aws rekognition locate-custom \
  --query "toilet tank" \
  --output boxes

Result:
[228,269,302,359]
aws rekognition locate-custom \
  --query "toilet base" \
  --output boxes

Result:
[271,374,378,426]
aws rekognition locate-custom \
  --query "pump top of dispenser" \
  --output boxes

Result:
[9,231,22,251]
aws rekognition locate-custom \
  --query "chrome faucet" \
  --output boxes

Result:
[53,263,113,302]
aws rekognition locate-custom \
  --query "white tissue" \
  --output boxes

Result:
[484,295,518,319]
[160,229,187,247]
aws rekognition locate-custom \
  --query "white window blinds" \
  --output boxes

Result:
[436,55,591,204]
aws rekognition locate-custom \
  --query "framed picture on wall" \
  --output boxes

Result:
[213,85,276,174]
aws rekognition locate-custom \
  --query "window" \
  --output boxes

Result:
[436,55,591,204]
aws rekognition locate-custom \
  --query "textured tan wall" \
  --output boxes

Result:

Problem to solve: Locate each line above that contains the word "toilet", and copy those lines.

Expected output:
  --query "toilet tank" \
  --query "toilet base" \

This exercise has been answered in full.